- [Page text]
= Beginning of Section =
Wednesday, 1 February 2012

Oedipus and Reality

Because of the great Dr. Sanity, and because I am surrounded by people who have created their own worlds and are completely out of touch with reality, I am inspired to write again about reality and objectivity. From a Catholic point of view, objectivity is holiness, the putting on the mind of Christ. See several posts below. Only when we are truly humble, admitting our own sin, limitations, and even small talents, can we love. Only by standing back and taking an objective  look at life, as it really is, can we love. Love does not play games, or invent parallel worlds. It intersects with the worlds of others, bringing reality, truth into situations and creating freedom.

Freedom is not available to those who want their own way and only see their reality. Freedom is being open to truth and accepting that reality which is not of one's own making, but in the case of the Christian, God's making. Assent to God's Will is reality.
= End of Section =
(Excerpts from a dataset)
= Beginning of Section =
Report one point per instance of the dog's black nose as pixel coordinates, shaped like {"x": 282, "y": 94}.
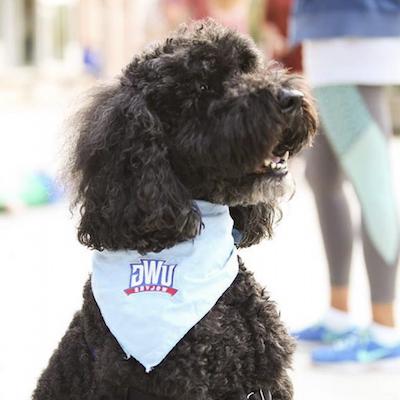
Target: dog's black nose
{"x": 289, "y": 99}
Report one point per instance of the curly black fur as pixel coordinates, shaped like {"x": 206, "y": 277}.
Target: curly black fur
{"x": 191, "y": 118}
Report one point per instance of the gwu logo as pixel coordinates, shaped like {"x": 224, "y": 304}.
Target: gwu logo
{"x": 152, "y": 276}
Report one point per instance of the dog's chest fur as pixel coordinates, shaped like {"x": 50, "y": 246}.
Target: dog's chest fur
{"x": 240, "y": 345}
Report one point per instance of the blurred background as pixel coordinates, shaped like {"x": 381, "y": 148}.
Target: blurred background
= End of Section =
- [Required action 1]
According to the post on Oedipus and reality, what three things must we admit when we are truly humble?
- [Required action 2]
In the post on Oedipus and reality, what is objectivity from a Catholic point of view?
- [Required action 3]
Copy the passage of the post on Oedipus and reality between "Wednesday, 1 February" and "and creating freedom.", inclusive.
Work from the post alone; the records play no part.

- [Output 1]
- Our own sin
- Limitations
- Even small talents

- [Output 2]
Objectivity is holiness, the putting on the mind of Christ.

- [Output 3]
Wednesday, 1 February 2012

Oedipus and Reality

Because of the great Dr. Sanity, and because I am surrounded by people who have created their own worlds and are completely out of touch with reality, I am inspired to write again about reality and objectivity. From a Catholic point of view, objectivity is holiness, the putting on the mind of Christ. See several posts below. Only when we are truly humble, admitting our own sin, limitations, and even small talents, can we love. Only by standing back and taking an objective  look at life, as it really is, can we love. Love does not play games, or invent parallel worlds. It intersects with the worlds of others, bringing reality, truth into situations and creating freedom.